- **SET PROBLEM 1**
In the concert program, replace "serious" with "concert" and write out the passage that begins at "Morton Gould, like" and stops after "to the public.".
- **SET PROBLEM 2**
According to the concert program, how old was Morton Gould when he graduated from New York University?
- **SET PROBLEM 3**
Which works are listed for performance in the concert program?

- **SELECTED EXTRACT**
....

First Concert of the 65th Season

Return Engagement

Sunday, October 26th, 2003
Cordier Auditorium
Robert Jones, Conductor

  American Salute Morton Gould  
  Piano Concerto in A minor, Op. 16 Edvard Grieg  

I. Allegro molto moderato
II. Adagio
II. Allegro moderato molto e marcato


Abigail Falkiner, piano

  Clarinet Concerto No. 2 in E-flat Major, Op. 74 Carl Maria von Weber  

I. Allegro
II. Romanze
III. Alla Polacca


Robyn Jones, clarinet

  Four Cornish Dances, Op. 91 Malcolm Arnold  

Con moto e sempre senza parodia
Allegro ma non troppo


Program Notes by James R. C. Adams

  American Salute Morton Gould

Morton Gould, like Aaron Copland, is among those American composers who have tried to establish an "American idiom" by incorporating both jazz and folk elements in their music. His music with a jazzy flavor reminds one of Gershwin, but the two are very different sorts of composers. While Gershwin had achieved popular success before he bagen to write "serious" music, like the Concerto in F and Rhapsody in Blue (he wrote only the piano part, leaving the orchestration to Ferde Grofé), Gould came at jazz "from the top," as they say, starting with serious music and moving to jazz. He began to compose at the age of four and graduated from New York University when he was fifteen. He was classically trained, but began playing on Broadway to earn a living. He played at Radio City Music Hall for a while, and then moved to NBC. His radio show brought his name to the public.

....

- **DATASET EXTRACT**
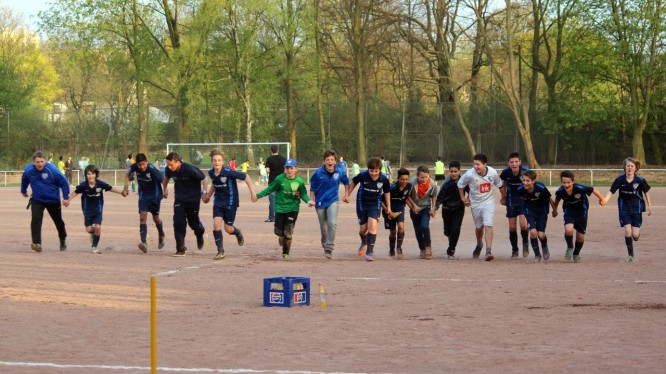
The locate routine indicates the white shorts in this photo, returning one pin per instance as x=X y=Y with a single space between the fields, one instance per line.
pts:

....

- **TASK SOLUTION 1**
Morton Gould, like Aaron Copland, is among those American composers who have tried to establish an "American idiom" by incorporating both jazz and folk elements in their music. His music with a jazzy flavor reminds one of Gershwin, but the two are very different sorts of composers. While Gershwin had achieved popular success before he bagen to write "concert" music, like the Concerto in F and Rhapsody in Blue (he wrote only the piano part, leaving the orchestration to Ferde Grofé), Gould came at jazz "from the top," as they say, starting with concert music and moving to jazz. He began to compose at the age of four and graduated from New York University when he was fifteen. He was classically trained, but began playing on Broadway to earn a living. He played at Radio City Music Hall for a while, and then moved to NBC. His radio show brought his name to the public.

- **TASK SOLUTION 2**
He was fifteen.

- **TASK SOLUTION 3**
- American Salute (Morton Gould)
- Piano Concerto in A minor, Op. 16 (Edvard Grieg)
- Clarinet Concerto No. 2 in E-flat Major, Op. 74 (Carl Maria von Weber)
- Four Cornish Dances, Op. 91 (Malcolm Arnold)